◆ What you need to do
Please render everything from the start of the entries down through the line containing "point(361, 162)", both ends included, as a JSON list of strings with one string per line. Leave out blank lines and the pictures.

--- start Records shown ---

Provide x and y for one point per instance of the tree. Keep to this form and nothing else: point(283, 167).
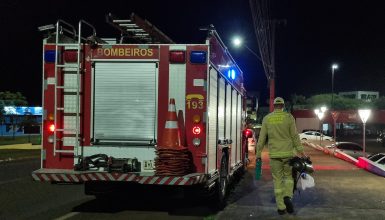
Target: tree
point(16, 99)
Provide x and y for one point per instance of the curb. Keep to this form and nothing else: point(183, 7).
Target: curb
point(27, 146)
point(361, 162)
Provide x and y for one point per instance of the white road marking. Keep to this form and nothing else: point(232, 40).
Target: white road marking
point(67, 216)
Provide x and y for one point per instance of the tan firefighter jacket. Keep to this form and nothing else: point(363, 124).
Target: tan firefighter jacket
point(280, 134)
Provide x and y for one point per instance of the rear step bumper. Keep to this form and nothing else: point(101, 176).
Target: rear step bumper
point(70, 176)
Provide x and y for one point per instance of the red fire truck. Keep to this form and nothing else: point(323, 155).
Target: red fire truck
point(106, 103)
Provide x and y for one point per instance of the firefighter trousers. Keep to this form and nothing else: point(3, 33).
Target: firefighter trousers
point(283, 180)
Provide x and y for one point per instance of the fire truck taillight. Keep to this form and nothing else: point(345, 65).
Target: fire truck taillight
point(51, 127)
point(196, 118)
point(198, 57)
point(196, 142)
point(70, 56)
point(49, 56)
point(177, 56)
point(196, 130)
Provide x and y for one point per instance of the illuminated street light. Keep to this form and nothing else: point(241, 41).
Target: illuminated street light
point(334, 67)
point(237, 41)
point(320, 112)
point(334, 113)
point(364, 115)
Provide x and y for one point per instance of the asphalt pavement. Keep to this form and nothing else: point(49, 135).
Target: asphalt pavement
point(342, 191)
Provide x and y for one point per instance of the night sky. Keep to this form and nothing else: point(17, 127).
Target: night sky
point(316, 34)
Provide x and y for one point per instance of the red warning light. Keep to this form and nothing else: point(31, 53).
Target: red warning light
point(51, 128)
point(196, 130)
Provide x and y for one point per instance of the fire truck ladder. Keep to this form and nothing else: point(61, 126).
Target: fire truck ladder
point(137, 30)
point(70, 88)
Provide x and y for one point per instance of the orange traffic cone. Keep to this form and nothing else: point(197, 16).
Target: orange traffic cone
point(171, 136)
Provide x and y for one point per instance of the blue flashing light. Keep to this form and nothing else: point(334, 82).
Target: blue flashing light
point(231, 74)
point(49, 56)
point(198, 57)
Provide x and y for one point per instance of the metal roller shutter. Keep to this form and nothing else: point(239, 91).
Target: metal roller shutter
point(212, 120)
point(125, 101)
point(221, 109)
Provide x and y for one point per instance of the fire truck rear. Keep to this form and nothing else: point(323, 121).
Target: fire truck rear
point(140, 109)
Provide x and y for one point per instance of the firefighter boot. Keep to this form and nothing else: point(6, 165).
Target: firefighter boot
point(288, 204)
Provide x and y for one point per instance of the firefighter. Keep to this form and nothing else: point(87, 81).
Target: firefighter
point(280, 134)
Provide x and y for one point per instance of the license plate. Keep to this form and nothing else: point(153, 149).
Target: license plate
point(149, 164)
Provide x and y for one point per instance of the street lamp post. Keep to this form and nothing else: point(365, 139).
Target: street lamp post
point(334, 113)
point(320, 112)
point(334, 67)
point(237, 42)
point(364, 115)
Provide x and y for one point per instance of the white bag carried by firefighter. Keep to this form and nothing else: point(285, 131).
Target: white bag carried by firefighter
point(306, 181)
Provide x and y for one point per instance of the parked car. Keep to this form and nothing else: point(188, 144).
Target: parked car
point(350, 148)
point(378, 159)
point(314, 135)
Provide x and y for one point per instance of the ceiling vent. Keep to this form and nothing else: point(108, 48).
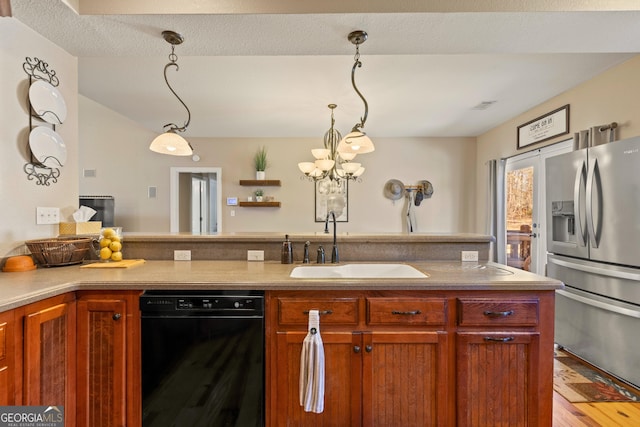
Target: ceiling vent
point(484, 105)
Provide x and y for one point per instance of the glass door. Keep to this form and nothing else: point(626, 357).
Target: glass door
point(525, 246)
point(521, 215)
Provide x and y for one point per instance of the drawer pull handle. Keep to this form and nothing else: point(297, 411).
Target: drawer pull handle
point(407, 313)
point(499, 313)
point(499, 339)
point(321, 313)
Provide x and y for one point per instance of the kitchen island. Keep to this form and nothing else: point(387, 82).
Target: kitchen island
point(470, 344)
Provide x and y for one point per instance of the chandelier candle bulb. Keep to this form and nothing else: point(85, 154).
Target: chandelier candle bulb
point(321, 153)
point(325, 165)
point(351, 168)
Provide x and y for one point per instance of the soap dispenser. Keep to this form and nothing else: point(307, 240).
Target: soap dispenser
point(287, 251)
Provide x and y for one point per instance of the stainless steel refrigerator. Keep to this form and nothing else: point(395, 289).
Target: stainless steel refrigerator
point(593, 240)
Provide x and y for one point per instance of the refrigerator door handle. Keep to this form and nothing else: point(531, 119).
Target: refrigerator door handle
point(599, 304)
point(591, 176)
point(580, 232)
point(596, 270)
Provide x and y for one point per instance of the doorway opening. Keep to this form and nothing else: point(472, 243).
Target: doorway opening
point(196, 205)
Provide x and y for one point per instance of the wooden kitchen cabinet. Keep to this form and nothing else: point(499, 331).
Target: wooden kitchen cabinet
point(7, 358)
point(385, 360)
point(499, 363)
point(49, 354)
point(343, 372)
point(416, 358)
point(108, 380)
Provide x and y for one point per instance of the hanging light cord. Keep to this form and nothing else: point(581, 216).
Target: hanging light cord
point(358, 64)
point(173, 58)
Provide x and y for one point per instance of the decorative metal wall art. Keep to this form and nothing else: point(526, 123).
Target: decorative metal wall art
point(47, 109)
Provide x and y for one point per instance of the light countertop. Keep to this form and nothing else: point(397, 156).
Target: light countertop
point(17, 289)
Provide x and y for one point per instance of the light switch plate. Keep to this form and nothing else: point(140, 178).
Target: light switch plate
point(255, 255)
point(47, 215)
point(470, 256)
point(182, 255)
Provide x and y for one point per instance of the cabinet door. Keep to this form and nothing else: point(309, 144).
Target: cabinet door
point(102, 349)
point(7, 359)
point(343, 373)
point(405, 379)
point(497, 379)
point(49, 356)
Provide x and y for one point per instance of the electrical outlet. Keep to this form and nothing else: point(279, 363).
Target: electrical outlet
point(182, 255)
point(470, 256)
point(255, 255)
point(47, 215)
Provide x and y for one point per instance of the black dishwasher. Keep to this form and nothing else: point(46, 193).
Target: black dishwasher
point(202, 358)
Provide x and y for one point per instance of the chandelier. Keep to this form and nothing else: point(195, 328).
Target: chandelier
point(170, 142)
point(357, 141)
point(335, 160)
point(329, 162)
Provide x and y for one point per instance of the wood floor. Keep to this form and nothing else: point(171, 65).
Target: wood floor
point(566, 414)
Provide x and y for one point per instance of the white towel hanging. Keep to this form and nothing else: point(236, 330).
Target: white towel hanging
point(312, 367)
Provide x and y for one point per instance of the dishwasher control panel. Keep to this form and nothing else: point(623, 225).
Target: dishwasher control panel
point(239, 303)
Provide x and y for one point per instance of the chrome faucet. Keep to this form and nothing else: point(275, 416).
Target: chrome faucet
point(334, 252)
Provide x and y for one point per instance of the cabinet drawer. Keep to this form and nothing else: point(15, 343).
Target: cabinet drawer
point(401, 311)
point(295, 311)
point(497, 312)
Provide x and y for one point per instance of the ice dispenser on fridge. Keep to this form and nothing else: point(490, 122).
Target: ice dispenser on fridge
point(563, 221)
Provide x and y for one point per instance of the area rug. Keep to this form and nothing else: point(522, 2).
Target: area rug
point(577, 382)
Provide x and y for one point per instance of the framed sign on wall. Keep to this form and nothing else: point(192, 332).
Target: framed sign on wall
point(544, 127)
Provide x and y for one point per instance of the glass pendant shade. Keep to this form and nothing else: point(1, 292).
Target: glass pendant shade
point(306, 167)
point(356, 142)
point(347, 156)
point(171, 143)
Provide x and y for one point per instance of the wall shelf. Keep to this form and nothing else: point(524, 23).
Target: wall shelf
point(260, 182)
point(259, 204)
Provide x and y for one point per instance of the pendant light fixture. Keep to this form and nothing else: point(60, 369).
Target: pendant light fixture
point(329, 162)
point(357, 141)
point(170, 142)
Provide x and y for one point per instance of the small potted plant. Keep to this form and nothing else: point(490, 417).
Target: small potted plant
point(260, 162)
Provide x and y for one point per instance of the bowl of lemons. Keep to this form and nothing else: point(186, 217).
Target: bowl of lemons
point(110, 243)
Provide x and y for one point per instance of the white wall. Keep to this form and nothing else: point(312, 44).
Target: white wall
point(118, 149)
point(613, 96)
point(18, 195)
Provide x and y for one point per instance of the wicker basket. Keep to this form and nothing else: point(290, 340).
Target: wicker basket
point(59, 251)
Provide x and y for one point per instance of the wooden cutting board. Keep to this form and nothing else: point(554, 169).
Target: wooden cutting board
point(125, 263)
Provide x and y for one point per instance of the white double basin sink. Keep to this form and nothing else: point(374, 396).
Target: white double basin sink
point(358, 271)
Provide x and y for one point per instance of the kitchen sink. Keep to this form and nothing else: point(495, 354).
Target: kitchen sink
point(358, 271)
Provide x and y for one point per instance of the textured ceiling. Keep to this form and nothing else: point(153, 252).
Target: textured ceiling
point(272, 75)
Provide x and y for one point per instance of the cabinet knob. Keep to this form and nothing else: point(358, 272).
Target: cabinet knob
point(499, 339)
point(498, 313)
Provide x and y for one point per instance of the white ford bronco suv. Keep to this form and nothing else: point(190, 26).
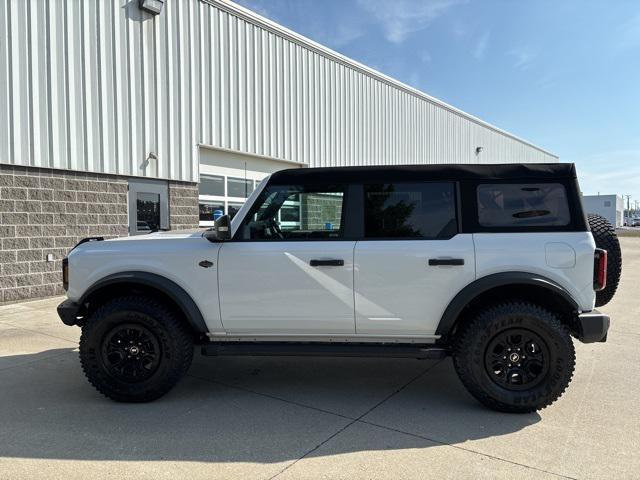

--- end Records shown ---

◆ Exercise result
[
  "Provide x and y for one point per instance of the tree. Keep to this form and nothing else: point(283, 167).",
  "Target: tree",
  "point(16, 99)",
  "Provide x and y for one point per instance of the curb. Keep to this form and nothing else: point(183, 7).",
  "Target: curb",
  "point(27, 146)",
  "point(361, 162)"
]